:: TEXT PROVIDED ::
* Start *

Yes, you are right, maybe i should add some comments about that.
Will do in next version.

> Do you have any problems with these semaphores during powering off the
> guest?
>

No, we didn't encounter any problems or trigger any bugs in our test
with this semaphores. In what places do you doubt it may has problems ? :)

Thanks,
Hailiang

> Dave
>
>
>
>
>> Signed-off-by: zhanghailiang <zhang.zhanghailiang@huawei.com>
>> Signed-off-by: Li Zhijian <lizhijian@cn.fujitsu.com>
>> Reviewed-by: Dr. David Alan Gilbert <dgilbert@redhat.com>
>> Cc: Dr. David Alan Gilbert <dgilbert@redhat.com>
>> ---
>>   include/migration/migration.h |  3 +++
>>   migration/colo.c              | 43 +++++++++++++++++++++++++++++++++++++++++++
>>   2 files changed, 46 insertions(+)

* End *

:: JOBS ::
1/ Rewrite the part of the mailing-list reply about the semaphores starting with "Yes, you are" and going on through "problems ? :)", putting "mutexes" in place of "semaphores".
2/ Translate this sentence from the mailing-list reply about the semaphores into Spanish: "Yes, you are right, maybe i should add some comments about that."
3/ Extend the mailing-list reply about the semaphores beyond its last line.

:: EXCERPTED DATA ::

* Start *

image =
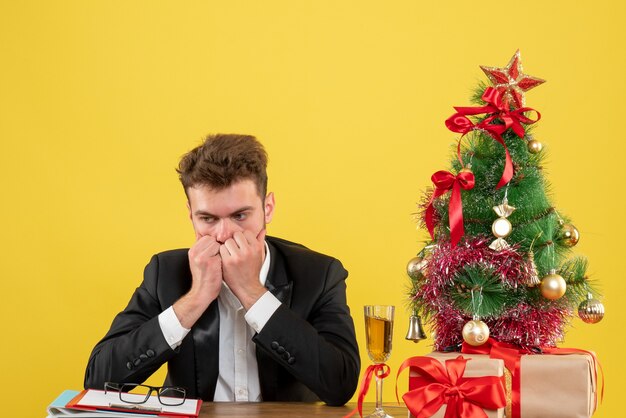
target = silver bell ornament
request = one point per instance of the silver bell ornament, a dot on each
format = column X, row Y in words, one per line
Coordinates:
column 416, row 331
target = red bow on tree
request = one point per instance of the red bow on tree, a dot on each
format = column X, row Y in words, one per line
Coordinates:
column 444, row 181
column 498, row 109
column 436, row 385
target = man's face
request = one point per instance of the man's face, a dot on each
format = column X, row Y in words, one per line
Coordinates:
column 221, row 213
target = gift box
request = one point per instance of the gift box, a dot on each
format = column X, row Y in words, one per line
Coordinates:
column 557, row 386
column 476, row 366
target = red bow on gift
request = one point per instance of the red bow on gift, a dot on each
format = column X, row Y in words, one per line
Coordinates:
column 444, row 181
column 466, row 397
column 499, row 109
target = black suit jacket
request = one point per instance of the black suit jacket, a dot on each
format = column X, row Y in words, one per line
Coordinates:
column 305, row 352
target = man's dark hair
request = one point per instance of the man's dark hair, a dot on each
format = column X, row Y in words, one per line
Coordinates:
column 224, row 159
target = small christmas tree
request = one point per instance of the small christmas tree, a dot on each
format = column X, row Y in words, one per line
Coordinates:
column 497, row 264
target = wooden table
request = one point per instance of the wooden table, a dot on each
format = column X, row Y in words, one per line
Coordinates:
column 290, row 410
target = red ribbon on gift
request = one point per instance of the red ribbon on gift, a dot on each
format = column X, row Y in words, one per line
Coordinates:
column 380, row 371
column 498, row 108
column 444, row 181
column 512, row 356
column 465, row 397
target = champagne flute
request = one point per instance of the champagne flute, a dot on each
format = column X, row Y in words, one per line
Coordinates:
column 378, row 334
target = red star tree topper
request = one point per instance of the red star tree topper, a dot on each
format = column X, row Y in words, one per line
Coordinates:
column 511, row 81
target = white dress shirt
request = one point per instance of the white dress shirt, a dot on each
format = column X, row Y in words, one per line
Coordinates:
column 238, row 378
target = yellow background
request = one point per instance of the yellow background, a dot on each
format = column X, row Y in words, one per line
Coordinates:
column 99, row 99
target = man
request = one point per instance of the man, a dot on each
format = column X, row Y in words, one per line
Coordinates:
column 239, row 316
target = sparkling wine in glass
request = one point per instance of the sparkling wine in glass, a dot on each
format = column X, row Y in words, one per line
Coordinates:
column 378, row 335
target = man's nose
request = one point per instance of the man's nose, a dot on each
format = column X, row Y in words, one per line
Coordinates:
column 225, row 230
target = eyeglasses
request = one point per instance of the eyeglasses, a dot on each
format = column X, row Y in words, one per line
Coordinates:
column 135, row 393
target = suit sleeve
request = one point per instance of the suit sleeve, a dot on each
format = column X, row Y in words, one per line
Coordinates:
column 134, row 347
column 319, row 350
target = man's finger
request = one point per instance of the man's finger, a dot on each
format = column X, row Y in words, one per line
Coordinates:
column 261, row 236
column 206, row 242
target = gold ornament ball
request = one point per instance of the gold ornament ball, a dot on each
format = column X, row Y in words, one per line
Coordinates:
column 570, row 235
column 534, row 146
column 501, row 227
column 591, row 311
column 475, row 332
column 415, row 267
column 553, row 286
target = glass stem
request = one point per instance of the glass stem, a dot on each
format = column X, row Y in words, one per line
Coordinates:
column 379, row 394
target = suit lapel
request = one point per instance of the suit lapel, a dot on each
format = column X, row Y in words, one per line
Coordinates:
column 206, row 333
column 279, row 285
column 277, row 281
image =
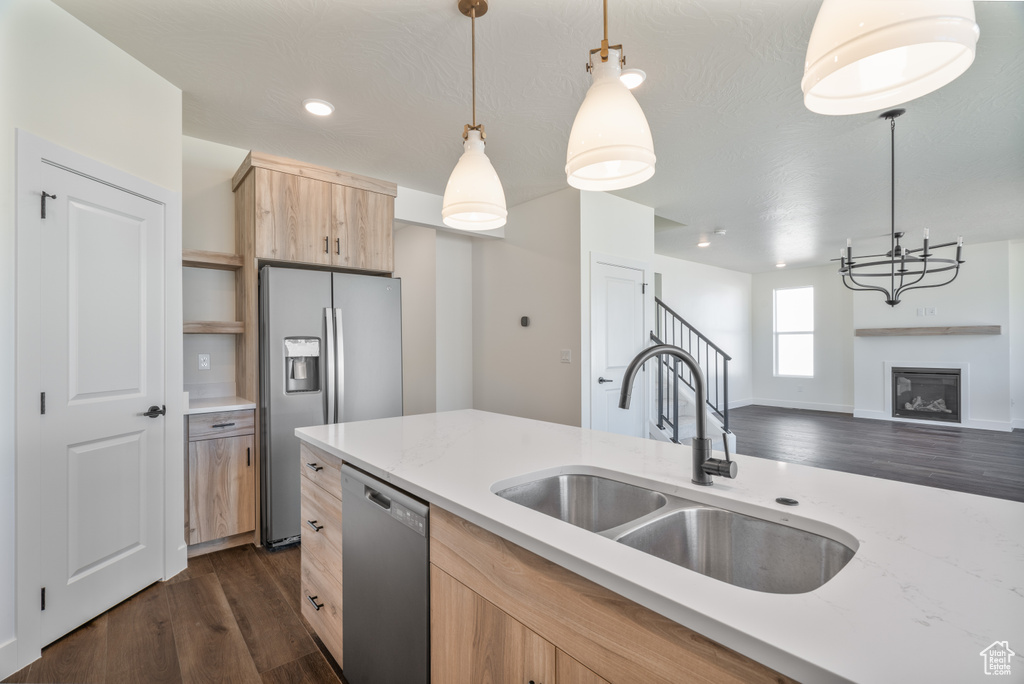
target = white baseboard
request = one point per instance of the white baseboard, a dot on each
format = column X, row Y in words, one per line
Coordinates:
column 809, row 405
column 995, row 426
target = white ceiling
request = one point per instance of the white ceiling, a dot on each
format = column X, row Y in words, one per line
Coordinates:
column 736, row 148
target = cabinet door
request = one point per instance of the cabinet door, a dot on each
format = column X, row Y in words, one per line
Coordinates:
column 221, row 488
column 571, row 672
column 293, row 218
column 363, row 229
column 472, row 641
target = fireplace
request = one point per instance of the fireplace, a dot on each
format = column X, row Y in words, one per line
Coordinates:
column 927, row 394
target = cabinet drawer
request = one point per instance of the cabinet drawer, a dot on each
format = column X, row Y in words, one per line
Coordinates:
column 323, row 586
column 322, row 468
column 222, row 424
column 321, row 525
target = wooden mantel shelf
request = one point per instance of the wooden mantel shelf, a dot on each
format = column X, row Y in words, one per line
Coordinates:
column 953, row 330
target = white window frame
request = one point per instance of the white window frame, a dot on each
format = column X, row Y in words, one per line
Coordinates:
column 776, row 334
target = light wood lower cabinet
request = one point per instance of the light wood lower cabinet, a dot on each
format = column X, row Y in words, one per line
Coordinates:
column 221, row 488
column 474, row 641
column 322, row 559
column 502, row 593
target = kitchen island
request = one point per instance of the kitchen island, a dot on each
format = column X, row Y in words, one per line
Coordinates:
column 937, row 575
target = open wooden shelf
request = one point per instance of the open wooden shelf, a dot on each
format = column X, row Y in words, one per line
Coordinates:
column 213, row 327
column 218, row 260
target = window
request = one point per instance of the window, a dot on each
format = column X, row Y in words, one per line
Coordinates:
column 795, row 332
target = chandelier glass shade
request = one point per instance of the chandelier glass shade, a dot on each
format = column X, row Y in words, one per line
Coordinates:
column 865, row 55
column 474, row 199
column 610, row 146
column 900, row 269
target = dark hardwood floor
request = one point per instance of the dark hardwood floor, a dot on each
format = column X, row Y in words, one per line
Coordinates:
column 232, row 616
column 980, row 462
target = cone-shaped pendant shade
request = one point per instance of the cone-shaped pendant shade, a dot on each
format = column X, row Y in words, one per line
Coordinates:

* End *

:: OUTPUTS ::
1/
Yes, you are right, maybe i should add some comments about that.
Will do in next version.

> Do you have any problems with these mutexes during powering off the
> guest?
>

No, we didn't encounter any problems or trigger any bugs in our test
with this mutexes. In what places do you doubt it may has problems ? :)

2/ Sí, tienes razón; quizá debería añadir algunos comentarios sobre eso.

3/
>>
>> diff --git a/include/migration/migration.h b/include/migration/migration.h
>> index 487ac1e..7cac877 100644
>> --- a/include/migration/migration.h
>> +++ b/include/migration/migration.h
>> @@ -113,6 +113,7 @@ struct MigrationIncomingState {
>>       QemuThread colo_incoming_thread;
>>       /* The coroutine we should enter (back) after failover */
>>       Coroutine *migration_incoming_co;
>> +    QemuSemaphore colo_incoming_sem;
>>
>>       /* See savevm.c */
>>       LoadStateEntry_Head loadvm_handlers;
>> @@ -182,6 +183,8 @@ struct MigrationState
>>       QSIMPLEQ_HEAD(src_page_requests, MigrationSrcPageRequest) src_page_requests;
>>       /* The RAMBlock used in the last src_page_request */
>>       RAMBlock *last_req_rb;
>> +    /* The semaphore is used to notify COLO thread that failover is finished */
>> +    QemuSemaphore colo_exit_sem;
>>
>>       /* The semaphore is used to notify COLO thread to do checkpoint */
>>       QemuSemaphore colo_checkpoint_sem;
>> diff --git a/migration/colo.c b/migration/colo.c
>> index 08b2e46..3222812 100644
>> --- a/migration/colo.c
>> +++ b/migration/colo.c
>> @@ -59,6 +59,18 @@ static void secondary_vm_do_failover(void)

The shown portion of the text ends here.